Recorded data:
:::::

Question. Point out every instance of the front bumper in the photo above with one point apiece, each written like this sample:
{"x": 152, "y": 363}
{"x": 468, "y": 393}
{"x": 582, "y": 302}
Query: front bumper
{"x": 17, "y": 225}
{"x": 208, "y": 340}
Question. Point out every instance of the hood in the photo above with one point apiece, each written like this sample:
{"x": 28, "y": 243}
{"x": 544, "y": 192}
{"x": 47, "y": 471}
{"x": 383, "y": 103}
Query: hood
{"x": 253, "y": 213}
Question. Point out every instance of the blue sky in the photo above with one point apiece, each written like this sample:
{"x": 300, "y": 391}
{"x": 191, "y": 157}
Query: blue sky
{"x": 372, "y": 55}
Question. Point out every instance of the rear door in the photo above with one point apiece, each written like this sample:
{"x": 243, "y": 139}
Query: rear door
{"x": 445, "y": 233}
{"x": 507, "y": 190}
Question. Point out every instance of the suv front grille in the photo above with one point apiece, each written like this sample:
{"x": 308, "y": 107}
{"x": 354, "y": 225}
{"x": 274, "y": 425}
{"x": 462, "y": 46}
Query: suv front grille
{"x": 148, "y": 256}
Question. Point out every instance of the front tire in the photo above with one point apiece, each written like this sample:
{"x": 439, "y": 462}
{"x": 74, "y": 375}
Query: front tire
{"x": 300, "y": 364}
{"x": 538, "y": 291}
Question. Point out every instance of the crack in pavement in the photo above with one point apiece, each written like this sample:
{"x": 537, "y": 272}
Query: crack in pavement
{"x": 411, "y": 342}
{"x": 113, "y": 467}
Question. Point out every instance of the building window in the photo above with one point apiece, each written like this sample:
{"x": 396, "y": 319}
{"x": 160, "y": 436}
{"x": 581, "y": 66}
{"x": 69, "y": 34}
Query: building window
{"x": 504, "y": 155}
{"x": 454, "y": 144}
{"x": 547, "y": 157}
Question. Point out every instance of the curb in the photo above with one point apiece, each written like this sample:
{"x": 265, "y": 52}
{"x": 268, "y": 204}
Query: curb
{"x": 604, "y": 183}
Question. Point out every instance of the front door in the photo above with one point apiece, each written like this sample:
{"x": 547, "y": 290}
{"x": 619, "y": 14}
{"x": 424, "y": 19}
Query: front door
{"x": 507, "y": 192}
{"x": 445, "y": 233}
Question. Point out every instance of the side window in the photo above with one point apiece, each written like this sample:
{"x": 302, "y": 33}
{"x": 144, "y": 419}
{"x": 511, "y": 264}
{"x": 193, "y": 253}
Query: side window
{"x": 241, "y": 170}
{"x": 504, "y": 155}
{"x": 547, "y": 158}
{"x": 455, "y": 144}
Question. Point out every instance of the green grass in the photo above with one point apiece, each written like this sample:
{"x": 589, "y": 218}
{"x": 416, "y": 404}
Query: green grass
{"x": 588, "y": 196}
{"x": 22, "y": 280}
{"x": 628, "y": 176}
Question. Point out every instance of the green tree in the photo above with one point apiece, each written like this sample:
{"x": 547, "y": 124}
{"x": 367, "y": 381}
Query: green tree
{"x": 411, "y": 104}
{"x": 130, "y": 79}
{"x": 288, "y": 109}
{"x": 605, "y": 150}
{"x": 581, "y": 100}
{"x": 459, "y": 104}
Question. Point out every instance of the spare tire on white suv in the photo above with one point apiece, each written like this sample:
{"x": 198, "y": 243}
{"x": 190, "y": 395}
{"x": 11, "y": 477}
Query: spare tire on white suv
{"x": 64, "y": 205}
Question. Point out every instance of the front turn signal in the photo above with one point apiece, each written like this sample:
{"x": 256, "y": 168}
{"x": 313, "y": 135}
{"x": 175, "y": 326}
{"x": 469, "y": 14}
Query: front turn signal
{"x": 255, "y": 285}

:::::

Exercise aim: Every entry must be quoted exactly as it appears above.

Response below:
Question. Point out every instance of the front bumper in the photo above with one point apiece, each written like this sample:
{"x": 152, "y": 363}
{"x": 468, "y": 393}
{"x": 582, "y": 302}
Query: front bumper
{"x": 17, "y": 225}
{"x": 208, "y": 340}
Question. Point out every instance of the hood in the photo above with one point apiece, each written like this sample:
{"x": 28, "y": 243}
{"x": 544, "y": 192}
{"x": 47, "y": 471}
{"x": 383, "y": 103}
Query: hood
{"x": 253, "y": 213}
Question. Point out every instance of the blue sky in the photo above with one point apiece, each written like this sample:
{"x": 300, "y": 391}
{"x": 191, "y": 157}
Query: blue sky
{"x": 372, "y": 55}
Question. Point out every instance of the rear door in the photo above with one point apiece, each written like this sample:
{"x": 243, "y": 139}
Query: rear door
{"x": 445, "y": 233}
{"x": 507, "y": 190}
Question. Point out every instance of the suv front grille in the photo above with one point apiece, each written like this sample:
{"x": 308, "y": 107}
{"x": 354, "y": 225}
{"x": 274, "y": 425}
{"x": 462, "y": 46}
Query: suv front grille
{"x": 148, "y": 256}
Question. Point out every instance of the front tire in the photo above with one point apiece, each written like this sample:
{"x": 439, "y": 462}
{"x": 74, "y": 375}
Query: front tire
{"x": 300, "y": 364}
{"x": 538, "y": 291}
Question. Point out every instance of the crack in pavement in the photo above with one point apiece, each written like this sample:
{"x": 537, "y": 272}
Query: crack in pavement
{"x": 411, "y": 342}
{"x": 113, "y": 467}
Question. Point out every instance of the building window in the photo above with one point apiece, each written like this sample:
{"x": 396, "y": 319}
{"x": 160, "y": 436}
{"x": 581, "y": 66}
{"x": 69, "y": 34}
Query: building window
{"x": 504, "y": 155}
{"x": 454, "y": 144}
{"x": 547, "y": 157}
Question. Point out every instance of the curb in the photo above with one point apiece, each written like this sample:
{"x": 265, "y": 52}
{"x": 268, "y": 204}
Query: curb
{"x": 604, "y": 183}
Question. Point out every instance of the front door in the photo above with one point apiece, each written like this sample:
{"x": 547, "y": 290}
{"x": 619, "y": 14}
{"x": 424, "y": 19}
Query: front door
{"x": 507, "y": 192}
{"x": 445, "y": 233}
Question. Point out every instance of the side window in the photo above with one point apiece, each written like this sample:
{"x": 302, "y": 33}
{"x": 144, "y": 419}
{"x": 511, "y": 264}
{"x": 193, "y": 253}
Query: side window
{"x": 241, "y": 170}
{"x": 504, "y": 155}
{"x": 547, "y": 158}
{"x": 455, "y": 144}
Question. Point out every instance of the green grass in the photo above with one point apiece, each written like this sample:
{"x": 589, "y": 218}
{"x": 416, "y": 404}
Query: green grass
{"x": 588, "y": 196}
{"x": 22, "y": 280}
{"x": 628, "y": 176}
Question. Point out every instance of the green tree in the photo above with one point apiece, each written like this sample:
{"x": 547, "y": 124}
{"x": 367, "y": 381}
Query: green tree
{"x": 411, "y": 104}
{"x": 130, "y": 79}
{"x": 288, "y": 109}
{"x": 605, "y": 150}
{"x": 581, "y": 100}
{"x": 459, "y": 104}
Question. Point out every instance of the spare tire on white suv in the photo above with one point apiece, each written like this sample:
{"x": 198, "y": 243}
{"x": 190, "y": 395}
{"x": 11, "y": 477}
Query: spare tire on white suv
{"x": 64, "y": 205}
Question. Point out every instance of the front turn signal in the photo above with one point apiece, each written like this sample:
{"x": 256, "y": 168}
{"x": 313, "y": 135}
{"x": 175, "y": 326}
{"x": 469, "y": 14}
Query: front turn signal
{"x": 255, "y": 285}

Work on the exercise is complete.